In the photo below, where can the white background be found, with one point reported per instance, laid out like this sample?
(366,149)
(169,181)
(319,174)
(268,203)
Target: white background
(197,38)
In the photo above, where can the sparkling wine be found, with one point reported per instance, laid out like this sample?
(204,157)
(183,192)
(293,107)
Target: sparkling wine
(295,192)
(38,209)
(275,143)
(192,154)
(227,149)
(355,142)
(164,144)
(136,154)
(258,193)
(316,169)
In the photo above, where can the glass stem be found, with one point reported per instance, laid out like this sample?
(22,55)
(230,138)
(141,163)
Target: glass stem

* * *

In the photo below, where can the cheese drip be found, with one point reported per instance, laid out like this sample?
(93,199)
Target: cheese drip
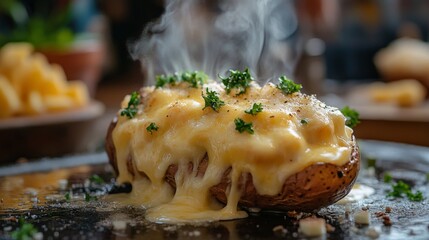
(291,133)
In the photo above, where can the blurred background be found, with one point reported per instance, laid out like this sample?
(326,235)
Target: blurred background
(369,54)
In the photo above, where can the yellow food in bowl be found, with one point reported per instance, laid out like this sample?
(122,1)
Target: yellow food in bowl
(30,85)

_EXERCISE INSTRUCTIONS_. Filter the entries above and copy only the lines that hold "below".

_SOLUTION TO THE EXERCISE_.
In the photo below, where can the white background be found, with one point reported per instance, laid out like this sample?
In the photo below, where can the cheese drip be found, with one point reported per instance, laid out like this sample?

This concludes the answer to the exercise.